START Text shown
New HHS guidance takes aim at the healthcare sector's struggles to identify and remediate the risk of insiders. (Photo credit: "Lt. James Kelty monitors a critically-ill COVID-19 patient in the intensive care unit at Javits New York Medical Station, April 13, 2020." by Official U.S. Navy Imagery is marked with CC BY 2.0.)

The Department of Health and Human Services Cybersecurity Coordination Center (HC3) shared a threat brief detailing the risks insiders pose to the healthcare sector, as well as indicators of compromise and preventative measures.

In light of the risk of Lapsus$ to the healthcare sector and its penchant for preying on insiders, the insights can support provider organizations with ensuring they’ve employed best practices.

A 2019 Egress report found healthcare has been the hardest hit by insider-related breaches, while Verizon’s annual data breach investigation report has consistently named insiders as the biggest cause of healthcare data breaches, outside of the last two years.

In response to these findings, the HHS Office for Civil Rights previously shared the challenges posed by insiders and the primary concerns, including reputational damage, data loss, civil liability disclosure, and potential regulatory actions. 

The new HC3 guidance details the various types of insider-related threat profiles, all based on individuals who provided access to assets or inside information about the entity and its practices and systems, which could be used to negatively impact the organization.

Negligent insiders are more common than those with malicious intent, with 61% of data breaches caused by accidents. Further, not all insider threats come from inside the organization, as 94% of organizations give third parties access to their systems. 

However, the complexity and existing challenges of the healthcare ecosystem make it difficult for providers to even detect insider-related incidents, with many going undetected for years. HC3 notes the key challenges are caused by failure to properly monitor user activity or behavioral analytics, lack of employee education, and inadequate incident detection tools.

Given that data shows 82% of organizations are unable to determine the actual damage caused by an insider related attack, HC3 is urging healthcare entities to review existing policies and procedures to properly assess their ability to detect, respond and mitigate these types of risks.

The insights include risk factors, how insider threats can escalate, and red flags, such as behavioral, IT sabotage, and data theft indicators. HC3 reminds entities that “deterrence, detection analysis, and post-breach forensics are key areas to insider threat prevention.”

The most critical areas include revising cybersecurity policies, limit privileged access, setting up role-based access controls, multi-factor authentication, zero-trust models, backups, data loss prevention tools, and managing USB devices across the enterprise. Recent research also shows email warnings following snooping incidents can drastically reduce repeat offenses.

HC3 recommends the incorporation of insider threat awareness into security training and strict password and account management policies, while ensuring contracts contain explicit security policies for any cloud services. The guidance contains full mitigation measures.

The best approach “ is to be proactive, stay vigilant, have a plan, and implement recommendations … where needed,” according to the guide. Healthcare leadership, IT, and human resources must work together to combat the risk of insiders through “targeted monitoring and detect malicious insiders in a timely manner, hopefully before they cause damage.”

Further insider threat guidance can be found from OCR and the Cybersecurity and Infrastructure Security Agency.
END Text shown
START Extracted material
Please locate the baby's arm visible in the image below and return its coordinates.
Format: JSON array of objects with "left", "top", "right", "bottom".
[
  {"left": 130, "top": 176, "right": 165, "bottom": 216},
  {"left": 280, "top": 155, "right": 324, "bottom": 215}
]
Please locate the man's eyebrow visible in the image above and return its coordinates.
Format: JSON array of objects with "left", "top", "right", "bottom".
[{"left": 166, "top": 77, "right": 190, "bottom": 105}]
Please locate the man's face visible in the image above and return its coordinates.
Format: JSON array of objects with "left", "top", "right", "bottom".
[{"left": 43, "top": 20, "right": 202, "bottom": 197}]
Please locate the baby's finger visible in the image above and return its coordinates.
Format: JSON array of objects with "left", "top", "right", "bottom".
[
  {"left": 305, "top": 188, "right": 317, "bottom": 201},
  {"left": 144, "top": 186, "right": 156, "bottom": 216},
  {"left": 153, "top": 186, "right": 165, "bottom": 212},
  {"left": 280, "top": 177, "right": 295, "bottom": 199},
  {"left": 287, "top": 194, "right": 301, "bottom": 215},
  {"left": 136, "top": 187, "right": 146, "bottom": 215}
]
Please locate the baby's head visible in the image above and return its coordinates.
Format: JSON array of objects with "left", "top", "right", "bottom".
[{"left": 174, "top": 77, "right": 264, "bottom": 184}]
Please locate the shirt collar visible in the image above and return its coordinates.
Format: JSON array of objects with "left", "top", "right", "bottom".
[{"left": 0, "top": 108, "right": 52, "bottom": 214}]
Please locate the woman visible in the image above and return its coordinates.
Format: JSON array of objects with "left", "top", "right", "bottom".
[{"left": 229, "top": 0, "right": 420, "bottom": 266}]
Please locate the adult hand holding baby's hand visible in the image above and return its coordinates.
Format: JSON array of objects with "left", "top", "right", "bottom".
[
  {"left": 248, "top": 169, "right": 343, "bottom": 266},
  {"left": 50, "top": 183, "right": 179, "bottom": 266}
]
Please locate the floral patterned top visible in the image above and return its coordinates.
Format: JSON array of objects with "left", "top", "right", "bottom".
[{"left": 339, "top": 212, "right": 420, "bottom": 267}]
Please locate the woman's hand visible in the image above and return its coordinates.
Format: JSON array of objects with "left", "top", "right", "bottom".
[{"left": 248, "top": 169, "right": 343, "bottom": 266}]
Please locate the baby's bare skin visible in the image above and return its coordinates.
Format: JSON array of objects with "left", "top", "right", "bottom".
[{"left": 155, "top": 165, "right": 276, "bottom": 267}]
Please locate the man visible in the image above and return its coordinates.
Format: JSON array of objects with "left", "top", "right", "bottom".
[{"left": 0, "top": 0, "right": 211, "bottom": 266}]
END Extracted material
◆ Task directions: In the article on insider threats in healthcare, rewrite the paragraph beginning "The most critical areas include" as a bulleted list.

◆ Response below:
Most critical areas:
- Revising cybersecurity policies
- Limiting privileged access
- Setting up role-based access controls
- Multi-factor authentication
- Zero-trust models
- Backups
- Data loss prevention tools
- Managing USB devices across the enterprise

Recent research also shows that email warnings after snooping incidents can drastically reduce repeat offenses.